#### Data provided ####
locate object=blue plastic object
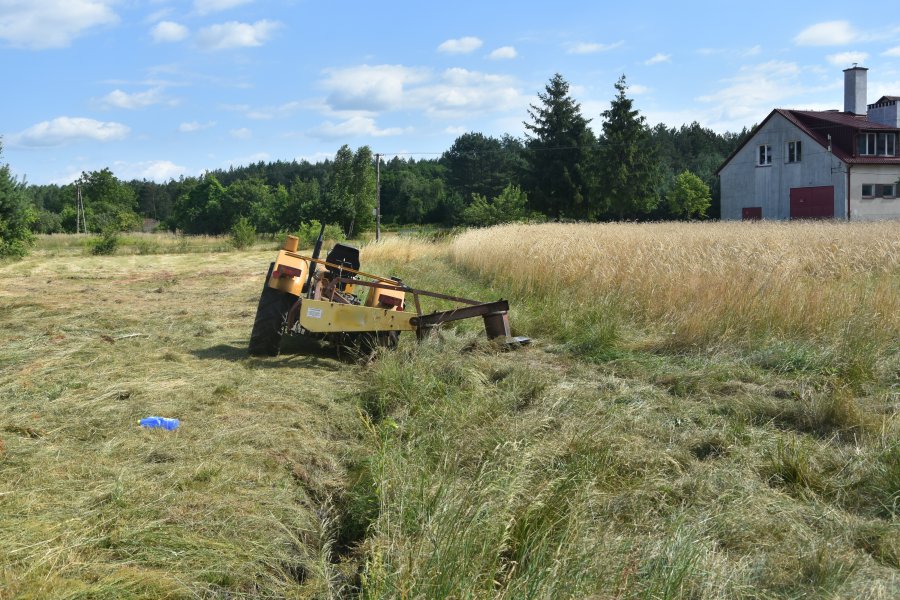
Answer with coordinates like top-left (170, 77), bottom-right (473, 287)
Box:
top-left (139, 416), bottom-right (180, 430)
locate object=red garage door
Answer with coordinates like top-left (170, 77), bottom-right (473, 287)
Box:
top-left (790, 186), bottom-right (834, 219)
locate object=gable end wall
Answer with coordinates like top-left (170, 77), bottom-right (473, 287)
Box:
top-left (719, 113), bottom-right (848, 220)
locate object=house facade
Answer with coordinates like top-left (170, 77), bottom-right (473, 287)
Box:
top-left (718, 67), bottom-right (900, 221)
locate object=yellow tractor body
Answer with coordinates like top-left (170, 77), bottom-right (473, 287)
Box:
top-left (248, 231), bottom-right (528, 357)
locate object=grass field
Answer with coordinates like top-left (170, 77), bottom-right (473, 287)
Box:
####
* _Exercise brief_
Copy out exactly the lines that begin at the one with "locate object=red garage door" and end at the close of the material above; nothing else belongs in the answer.

* _Output_
locate object=red garage door
Answer with coordinates like top-left (170, 77), bottom-right (473, 287)
Box:
top-left (790, 186), bottom-right (834, 219)
locate object=gable end wall
Answer with coordinates like top-left (170, 77), bottom-right (473, 287)
Box:
top-left (719, 113), bottom-right (848, 220)
locate object=house facade
Answer with coordinates like top-left (170, 77), bottom-right (473, 287)
Box:
top-left (718, 67), bottom-right (900, 221)
locate object=yellow tractor body
Answer with coordinates like top-left (170, 77), bottom-right (473, 287)
Box:
top-left (248, 231), bottom-right (528, 357)
locate object=grass field
Answer with coordinates like top-left (170, 77), bottom-right (473, 287)
Box:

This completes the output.